# Problem statement
Report how many lines in the material below contain the word "frame". Give only the number.

# Data provided
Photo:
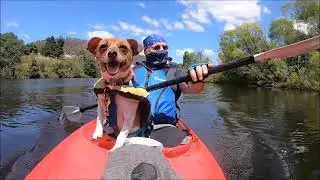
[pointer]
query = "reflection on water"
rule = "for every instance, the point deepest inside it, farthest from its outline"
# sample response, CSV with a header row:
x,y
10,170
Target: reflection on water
x,y
254,133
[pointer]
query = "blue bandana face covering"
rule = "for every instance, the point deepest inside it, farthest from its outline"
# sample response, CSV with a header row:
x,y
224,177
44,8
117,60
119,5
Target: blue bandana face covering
x,y
159,58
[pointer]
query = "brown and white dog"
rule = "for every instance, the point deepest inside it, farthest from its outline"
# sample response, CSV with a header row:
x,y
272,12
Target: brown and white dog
x,y
114,57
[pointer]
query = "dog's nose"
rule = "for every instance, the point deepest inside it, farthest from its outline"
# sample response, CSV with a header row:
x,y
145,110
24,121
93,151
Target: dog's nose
x,y
112,53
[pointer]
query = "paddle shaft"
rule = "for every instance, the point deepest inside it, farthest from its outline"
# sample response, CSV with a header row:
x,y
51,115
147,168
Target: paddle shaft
x,y
88,107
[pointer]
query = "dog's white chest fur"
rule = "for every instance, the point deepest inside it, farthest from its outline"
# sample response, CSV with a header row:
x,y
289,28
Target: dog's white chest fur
x,y
126,114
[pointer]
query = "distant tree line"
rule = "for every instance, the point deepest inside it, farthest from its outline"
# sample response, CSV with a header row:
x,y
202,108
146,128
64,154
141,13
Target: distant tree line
x,y
43,59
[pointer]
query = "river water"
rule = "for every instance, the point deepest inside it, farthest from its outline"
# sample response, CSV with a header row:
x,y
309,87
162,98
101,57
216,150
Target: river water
x,y
254,133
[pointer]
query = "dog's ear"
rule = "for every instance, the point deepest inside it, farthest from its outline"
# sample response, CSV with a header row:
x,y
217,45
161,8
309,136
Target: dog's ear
x,y
93,43
135,46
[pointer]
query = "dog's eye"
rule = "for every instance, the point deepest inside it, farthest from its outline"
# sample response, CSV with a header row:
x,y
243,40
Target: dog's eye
x,y
103,46
124,49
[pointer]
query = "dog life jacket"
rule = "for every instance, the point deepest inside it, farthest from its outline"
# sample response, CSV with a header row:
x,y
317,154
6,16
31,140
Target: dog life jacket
x,y
100,87
163,101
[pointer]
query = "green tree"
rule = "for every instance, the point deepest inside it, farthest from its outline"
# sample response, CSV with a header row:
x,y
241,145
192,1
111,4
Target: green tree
x,y
282,32
10,51
59,50
30,48
35,70
53,48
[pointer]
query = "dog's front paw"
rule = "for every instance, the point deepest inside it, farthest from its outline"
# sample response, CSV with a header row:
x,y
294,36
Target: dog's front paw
x,y
97,134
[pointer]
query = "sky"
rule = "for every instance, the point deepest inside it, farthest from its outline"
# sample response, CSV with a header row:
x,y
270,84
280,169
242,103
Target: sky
x,y
185,24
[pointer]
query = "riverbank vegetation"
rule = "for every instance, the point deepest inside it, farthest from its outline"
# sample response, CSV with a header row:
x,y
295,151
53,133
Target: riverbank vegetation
x,y
301,20
58,57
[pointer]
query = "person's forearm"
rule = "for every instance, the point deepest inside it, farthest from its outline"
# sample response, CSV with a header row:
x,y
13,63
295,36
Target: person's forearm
x,y
191,88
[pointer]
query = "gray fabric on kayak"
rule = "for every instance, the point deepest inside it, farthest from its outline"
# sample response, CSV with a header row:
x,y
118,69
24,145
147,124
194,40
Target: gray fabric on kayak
x,y
138,162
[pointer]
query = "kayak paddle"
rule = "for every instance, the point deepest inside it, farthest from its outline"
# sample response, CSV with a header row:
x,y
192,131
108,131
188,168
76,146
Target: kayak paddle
x,y
74,113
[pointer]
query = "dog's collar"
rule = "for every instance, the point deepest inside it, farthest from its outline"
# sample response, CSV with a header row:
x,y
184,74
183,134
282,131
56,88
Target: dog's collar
x,y
121,82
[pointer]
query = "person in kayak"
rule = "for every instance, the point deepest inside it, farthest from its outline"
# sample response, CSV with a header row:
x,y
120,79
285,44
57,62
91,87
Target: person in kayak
x,y
158,68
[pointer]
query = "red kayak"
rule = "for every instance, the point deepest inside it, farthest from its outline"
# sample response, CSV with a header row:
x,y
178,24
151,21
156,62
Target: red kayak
x,y
79,157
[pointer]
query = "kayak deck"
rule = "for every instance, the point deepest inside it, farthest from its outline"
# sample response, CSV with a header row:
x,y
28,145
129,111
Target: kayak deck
x,y
79,157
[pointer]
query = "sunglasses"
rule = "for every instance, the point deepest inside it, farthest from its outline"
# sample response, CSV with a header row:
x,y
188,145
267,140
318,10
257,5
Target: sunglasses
x,y
157,47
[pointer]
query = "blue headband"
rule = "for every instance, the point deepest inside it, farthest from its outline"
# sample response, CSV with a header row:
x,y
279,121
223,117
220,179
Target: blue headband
x,y
152,39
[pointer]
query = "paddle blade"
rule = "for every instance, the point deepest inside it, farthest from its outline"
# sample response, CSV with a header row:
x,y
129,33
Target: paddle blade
x,y
290,50
71,113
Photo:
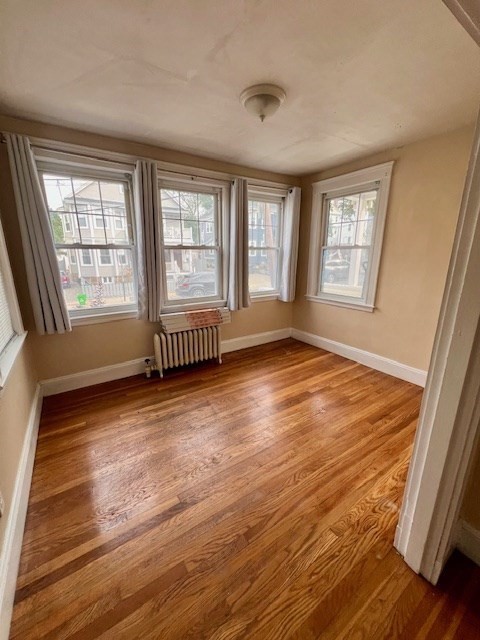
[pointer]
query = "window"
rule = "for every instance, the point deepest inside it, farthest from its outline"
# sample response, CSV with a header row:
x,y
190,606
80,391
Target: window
x,y
265,217
96,257
105,257
100,222
348,217
192,244
86,258
11,328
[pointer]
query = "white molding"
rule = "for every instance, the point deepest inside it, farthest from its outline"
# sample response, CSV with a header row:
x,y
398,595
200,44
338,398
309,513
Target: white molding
x,y
255,339
93,376
469,541
339,303
372,360
12,543
355,178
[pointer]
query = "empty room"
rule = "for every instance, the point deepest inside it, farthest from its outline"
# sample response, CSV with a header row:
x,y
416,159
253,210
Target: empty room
x,y
239,349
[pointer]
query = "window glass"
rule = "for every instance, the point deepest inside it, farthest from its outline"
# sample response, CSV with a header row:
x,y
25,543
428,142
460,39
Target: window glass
x,y
345,258
264,223
86,215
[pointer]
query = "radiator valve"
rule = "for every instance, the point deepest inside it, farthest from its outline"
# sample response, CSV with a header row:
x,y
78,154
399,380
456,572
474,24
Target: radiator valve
x,y
148,368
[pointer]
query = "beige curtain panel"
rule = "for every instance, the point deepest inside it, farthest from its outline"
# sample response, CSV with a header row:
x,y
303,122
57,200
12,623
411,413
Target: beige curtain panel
x,y
147,217
43,272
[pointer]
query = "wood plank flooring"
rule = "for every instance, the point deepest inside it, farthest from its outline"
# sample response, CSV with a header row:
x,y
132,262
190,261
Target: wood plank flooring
x,y
256,499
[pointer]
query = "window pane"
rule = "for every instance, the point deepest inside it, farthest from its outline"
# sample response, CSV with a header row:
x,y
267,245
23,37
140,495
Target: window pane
x,y
262,270
344,271
89,284
87,211
350,219
264,223
191,273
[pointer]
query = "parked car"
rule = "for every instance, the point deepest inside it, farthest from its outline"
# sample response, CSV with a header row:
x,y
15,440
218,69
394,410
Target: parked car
x,y
65,279
196,285
336,270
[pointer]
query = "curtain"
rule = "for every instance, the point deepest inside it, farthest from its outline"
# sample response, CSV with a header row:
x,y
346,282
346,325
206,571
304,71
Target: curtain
x,y
147,219
238,295
43,272
290,245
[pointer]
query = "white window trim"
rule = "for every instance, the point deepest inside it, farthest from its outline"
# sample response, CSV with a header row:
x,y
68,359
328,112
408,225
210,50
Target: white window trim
x,y
266,194
222,188
9,355
380,174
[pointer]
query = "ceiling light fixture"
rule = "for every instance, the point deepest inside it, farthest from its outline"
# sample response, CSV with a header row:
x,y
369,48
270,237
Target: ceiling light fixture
x,y
262,100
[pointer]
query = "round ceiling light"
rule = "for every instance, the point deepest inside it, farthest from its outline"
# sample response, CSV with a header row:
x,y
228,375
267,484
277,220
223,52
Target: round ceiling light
x,y
262,100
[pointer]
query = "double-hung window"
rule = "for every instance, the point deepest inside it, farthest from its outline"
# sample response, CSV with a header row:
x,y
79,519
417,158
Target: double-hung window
x,y
265,222
348,218
90,215
192,254
11,329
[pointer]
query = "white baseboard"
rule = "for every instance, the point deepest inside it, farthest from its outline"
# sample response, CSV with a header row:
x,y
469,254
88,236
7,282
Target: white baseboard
x,y
12,544
469,541
255,339
135,367
392,367
93,376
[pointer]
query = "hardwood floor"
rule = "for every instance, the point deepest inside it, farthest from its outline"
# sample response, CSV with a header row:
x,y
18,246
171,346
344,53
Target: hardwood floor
x,y
256,499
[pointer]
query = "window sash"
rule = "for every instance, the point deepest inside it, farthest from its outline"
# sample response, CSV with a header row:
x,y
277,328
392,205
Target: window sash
x,y
90,214
172,304
376,178
254,248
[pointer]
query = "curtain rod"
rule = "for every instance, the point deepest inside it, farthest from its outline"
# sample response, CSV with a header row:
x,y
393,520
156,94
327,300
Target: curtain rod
x,y
121,158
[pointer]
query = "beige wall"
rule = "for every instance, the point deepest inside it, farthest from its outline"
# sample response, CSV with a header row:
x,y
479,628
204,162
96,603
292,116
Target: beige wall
x,y
15,406
425,195
99,345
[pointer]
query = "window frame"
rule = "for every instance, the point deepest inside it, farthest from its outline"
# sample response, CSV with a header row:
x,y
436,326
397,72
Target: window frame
x,y
377,177
221,189
277,196
10,352
106,173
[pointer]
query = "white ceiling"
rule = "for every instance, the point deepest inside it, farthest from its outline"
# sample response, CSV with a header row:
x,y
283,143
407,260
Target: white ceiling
x,y
360,75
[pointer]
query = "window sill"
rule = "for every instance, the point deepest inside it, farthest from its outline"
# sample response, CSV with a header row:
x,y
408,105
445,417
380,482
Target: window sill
x,y
357,306
104,317
7,360
263,297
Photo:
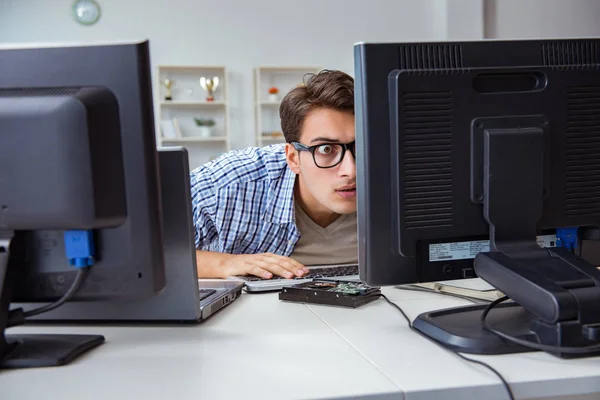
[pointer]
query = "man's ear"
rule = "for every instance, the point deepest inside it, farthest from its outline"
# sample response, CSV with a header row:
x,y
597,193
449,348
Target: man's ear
x,y
292,158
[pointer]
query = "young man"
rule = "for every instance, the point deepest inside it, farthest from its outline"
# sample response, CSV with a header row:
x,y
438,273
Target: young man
x,y
273,210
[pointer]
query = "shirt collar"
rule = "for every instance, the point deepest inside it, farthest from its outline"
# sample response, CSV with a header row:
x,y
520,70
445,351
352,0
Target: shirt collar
x,y
280,206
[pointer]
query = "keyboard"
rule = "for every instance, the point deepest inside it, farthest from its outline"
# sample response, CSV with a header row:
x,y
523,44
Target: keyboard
x,y
204,293
337,272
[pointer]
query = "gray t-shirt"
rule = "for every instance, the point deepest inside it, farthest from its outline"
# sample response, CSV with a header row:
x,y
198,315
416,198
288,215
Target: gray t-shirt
x,y
334,244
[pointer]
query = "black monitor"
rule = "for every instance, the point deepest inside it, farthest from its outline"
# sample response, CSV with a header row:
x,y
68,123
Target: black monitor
x,y
80,176
493,141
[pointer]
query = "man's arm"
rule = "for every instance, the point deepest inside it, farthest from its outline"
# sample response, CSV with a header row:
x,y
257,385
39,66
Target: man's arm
x,y
212,264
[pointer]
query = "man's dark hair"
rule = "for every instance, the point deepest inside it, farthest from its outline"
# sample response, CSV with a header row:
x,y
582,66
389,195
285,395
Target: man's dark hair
x,y
328,89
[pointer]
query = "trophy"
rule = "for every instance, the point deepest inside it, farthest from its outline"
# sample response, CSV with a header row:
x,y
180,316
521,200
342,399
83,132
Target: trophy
x,y
209,85
168,84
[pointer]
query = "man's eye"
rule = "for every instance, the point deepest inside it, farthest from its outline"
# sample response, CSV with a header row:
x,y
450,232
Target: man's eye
x,y
325,149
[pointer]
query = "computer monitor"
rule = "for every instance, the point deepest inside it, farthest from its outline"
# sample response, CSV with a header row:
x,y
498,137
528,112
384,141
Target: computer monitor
x,y
129,259
493,141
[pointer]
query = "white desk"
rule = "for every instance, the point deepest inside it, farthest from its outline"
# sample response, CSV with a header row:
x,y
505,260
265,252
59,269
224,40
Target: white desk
x,y
259,347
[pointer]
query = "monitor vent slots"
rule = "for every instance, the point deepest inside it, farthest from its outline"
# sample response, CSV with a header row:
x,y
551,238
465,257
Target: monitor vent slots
x,y
571,53
430,57
427,153
582,186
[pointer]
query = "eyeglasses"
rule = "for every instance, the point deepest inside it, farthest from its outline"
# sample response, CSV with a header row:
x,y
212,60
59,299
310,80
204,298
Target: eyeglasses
x,y
327,155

# Solution
2